Write the lines of the records between the line containing "Practice step: locate the car grille" and the line containing "x=54, y=327", inclusive, as a JSON list of strings, one string per line, leaving out any blank lines.
-- start SOURCE DATA --
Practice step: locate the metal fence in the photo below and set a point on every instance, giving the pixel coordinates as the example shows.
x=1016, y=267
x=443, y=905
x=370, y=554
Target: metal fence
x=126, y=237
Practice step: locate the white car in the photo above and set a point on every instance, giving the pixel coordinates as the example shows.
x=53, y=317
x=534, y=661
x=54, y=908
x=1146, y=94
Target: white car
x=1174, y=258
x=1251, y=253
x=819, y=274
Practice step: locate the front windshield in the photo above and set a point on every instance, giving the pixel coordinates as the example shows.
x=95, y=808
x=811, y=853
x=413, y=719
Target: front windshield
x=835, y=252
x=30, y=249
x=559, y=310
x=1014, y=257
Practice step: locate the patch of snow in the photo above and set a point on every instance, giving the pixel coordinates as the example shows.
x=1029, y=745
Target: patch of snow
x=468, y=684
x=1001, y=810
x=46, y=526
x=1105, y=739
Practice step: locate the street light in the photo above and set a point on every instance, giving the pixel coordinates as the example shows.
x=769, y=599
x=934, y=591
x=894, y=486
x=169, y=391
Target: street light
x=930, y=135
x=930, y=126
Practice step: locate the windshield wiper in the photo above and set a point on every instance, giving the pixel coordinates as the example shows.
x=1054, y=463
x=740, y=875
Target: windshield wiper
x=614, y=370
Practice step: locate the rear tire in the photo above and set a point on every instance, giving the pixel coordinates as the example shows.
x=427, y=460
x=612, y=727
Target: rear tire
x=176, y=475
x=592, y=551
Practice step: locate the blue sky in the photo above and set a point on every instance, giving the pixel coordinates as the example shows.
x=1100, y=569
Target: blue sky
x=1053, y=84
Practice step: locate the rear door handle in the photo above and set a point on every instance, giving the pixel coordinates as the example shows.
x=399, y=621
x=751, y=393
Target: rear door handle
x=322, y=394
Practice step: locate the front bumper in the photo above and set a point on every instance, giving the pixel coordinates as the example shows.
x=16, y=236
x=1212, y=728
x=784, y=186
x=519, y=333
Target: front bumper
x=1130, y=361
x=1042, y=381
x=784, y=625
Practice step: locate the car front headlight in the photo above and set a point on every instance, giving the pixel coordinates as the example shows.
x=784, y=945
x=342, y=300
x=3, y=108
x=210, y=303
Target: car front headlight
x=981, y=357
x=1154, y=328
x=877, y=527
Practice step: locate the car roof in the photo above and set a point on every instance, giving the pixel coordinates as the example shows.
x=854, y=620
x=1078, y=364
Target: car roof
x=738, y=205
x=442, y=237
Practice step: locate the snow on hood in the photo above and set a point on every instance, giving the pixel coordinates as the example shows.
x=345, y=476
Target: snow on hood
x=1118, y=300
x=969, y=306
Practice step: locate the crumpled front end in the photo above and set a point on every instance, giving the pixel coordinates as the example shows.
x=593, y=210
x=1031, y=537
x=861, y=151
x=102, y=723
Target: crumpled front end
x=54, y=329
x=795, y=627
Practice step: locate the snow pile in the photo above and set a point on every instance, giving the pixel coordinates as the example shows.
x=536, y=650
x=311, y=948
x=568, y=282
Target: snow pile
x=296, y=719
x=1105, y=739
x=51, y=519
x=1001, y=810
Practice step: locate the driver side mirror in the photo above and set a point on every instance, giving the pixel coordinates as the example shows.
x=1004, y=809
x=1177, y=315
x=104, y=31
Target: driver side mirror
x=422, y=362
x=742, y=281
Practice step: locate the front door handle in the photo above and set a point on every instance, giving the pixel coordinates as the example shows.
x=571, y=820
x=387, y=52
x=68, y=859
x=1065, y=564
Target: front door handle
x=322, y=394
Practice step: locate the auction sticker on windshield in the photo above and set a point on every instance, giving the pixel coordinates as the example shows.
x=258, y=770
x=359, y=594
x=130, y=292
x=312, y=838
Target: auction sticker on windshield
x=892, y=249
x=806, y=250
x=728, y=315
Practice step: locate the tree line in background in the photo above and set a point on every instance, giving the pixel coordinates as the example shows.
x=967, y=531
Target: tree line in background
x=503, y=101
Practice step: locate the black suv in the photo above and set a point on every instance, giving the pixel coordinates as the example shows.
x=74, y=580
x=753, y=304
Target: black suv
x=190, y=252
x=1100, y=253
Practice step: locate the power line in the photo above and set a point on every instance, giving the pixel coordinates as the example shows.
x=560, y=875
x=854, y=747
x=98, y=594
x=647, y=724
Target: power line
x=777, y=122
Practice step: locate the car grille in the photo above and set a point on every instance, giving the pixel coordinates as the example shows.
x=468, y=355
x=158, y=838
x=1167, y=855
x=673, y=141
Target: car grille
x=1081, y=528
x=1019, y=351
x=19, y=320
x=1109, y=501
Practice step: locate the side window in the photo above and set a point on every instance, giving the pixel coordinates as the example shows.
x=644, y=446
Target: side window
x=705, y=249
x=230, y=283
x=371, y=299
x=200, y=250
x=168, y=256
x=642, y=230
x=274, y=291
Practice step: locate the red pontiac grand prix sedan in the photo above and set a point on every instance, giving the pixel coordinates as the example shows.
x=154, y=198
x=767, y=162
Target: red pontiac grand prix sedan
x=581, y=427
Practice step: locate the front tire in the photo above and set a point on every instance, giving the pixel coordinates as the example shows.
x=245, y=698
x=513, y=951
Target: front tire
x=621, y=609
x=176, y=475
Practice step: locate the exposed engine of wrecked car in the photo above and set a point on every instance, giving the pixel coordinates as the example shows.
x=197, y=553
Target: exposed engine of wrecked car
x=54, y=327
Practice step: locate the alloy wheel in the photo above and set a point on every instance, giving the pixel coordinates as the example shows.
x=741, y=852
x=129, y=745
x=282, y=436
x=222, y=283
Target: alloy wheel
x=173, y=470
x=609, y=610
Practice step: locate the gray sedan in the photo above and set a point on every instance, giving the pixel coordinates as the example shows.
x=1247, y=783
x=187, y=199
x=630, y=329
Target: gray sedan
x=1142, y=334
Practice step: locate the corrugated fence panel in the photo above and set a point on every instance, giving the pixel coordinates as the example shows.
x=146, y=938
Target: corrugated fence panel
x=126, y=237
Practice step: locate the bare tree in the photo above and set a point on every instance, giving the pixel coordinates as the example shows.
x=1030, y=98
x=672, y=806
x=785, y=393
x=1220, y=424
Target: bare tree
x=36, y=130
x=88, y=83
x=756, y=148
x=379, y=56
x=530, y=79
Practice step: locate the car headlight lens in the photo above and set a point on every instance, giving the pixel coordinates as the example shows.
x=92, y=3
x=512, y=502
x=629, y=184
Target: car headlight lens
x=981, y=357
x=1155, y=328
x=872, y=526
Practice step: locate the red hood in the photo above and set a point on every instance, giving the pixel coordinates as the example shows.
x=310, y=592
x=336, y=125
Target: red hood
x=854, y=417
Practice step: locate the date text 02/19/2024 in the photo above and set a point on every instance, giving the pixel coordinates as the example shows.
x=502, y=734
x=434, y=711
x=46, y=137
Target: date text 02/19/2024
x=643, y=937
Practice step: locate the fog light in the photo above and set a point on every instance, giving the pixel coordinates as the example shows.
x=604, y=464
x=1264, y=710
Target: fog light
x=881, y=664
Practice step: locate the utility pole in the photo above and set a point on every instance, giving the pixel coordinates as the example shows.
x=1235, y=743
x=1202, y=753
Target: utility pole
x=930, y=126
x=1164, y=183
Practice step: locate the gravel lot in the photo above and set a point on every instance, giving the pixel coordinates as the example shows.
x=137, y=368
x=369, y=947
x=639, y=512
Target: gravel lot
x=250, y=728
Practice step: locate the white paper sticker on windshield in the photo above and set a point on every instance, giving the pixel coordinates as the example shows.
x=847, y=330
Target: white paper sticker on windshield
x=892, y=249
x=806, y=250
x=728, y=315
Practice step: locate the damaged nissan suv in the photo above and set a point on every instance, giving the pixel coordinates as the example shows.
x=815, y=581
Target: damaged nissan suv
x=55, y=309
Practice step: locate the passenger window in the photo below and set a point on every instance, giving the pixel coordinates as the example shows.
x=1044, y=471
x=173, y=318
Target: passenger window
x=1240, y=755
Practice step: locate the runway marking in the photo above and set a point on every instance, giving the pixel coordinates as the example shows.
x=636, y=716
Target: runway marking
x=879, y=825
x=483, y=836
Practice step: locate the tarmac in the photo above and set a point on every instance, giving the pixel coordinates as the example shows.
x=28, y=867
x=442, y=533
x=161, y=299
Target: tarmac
-- end SOURCE DATA --
▶ [FULL SOLUTION]
[
  "Practice step: locate the car grille in the photo above and set a point on every instance, giving the pixel coordinates as the example shows.",
  "x=468, y=355",
  "x=158, y=838",
  "x=1167, y=855",
  "x=673, y=141",
  "Target: car grille",
  "x=1081, y=528",
  "x=1019, y=351",
  "x=19, y=320",
  "x=1109, y=501",
  "Practice step: locate the side window in the photo above and set a point on every instance, giving the pixel coordinates as the example shows.",
  "x=644, y=446",
  "Target: side window",
  "x=705, y=249",
  "x=230, y=283",
  "x=371, y=299",
  "x=200, y=250",
  "x=168, y=256",
  "x=642, y=230",
  "x=274, y=291",
  "Practice step: locate the red pontiac grand prix sedan in the photo above and set a point on every instance, giving the pixel coordinates as the example shows.",
  "x=154, y=198",
  "x=767, y=162",
  "Target: red pontiac grand prix sedan",
  "x=581, y=427",
  "Practice step: locate the front tire in the photo above and set a point on every instance, giving the pixel coordinates as the example shows.",
  "x=245, y=698",
  "x=513, y=951",
  "Target: front tire",
  "x=621, y=609",
  "x=176, y=475",
  "Practice step: locate the exposed engine of wrecked car in the photo above and set a point on every instance, giving the pixel coordinates as the example shows.",
  "x=197, y=553",
  "Target: exposed engine of wrecked car",
  "x=54, y=327"
]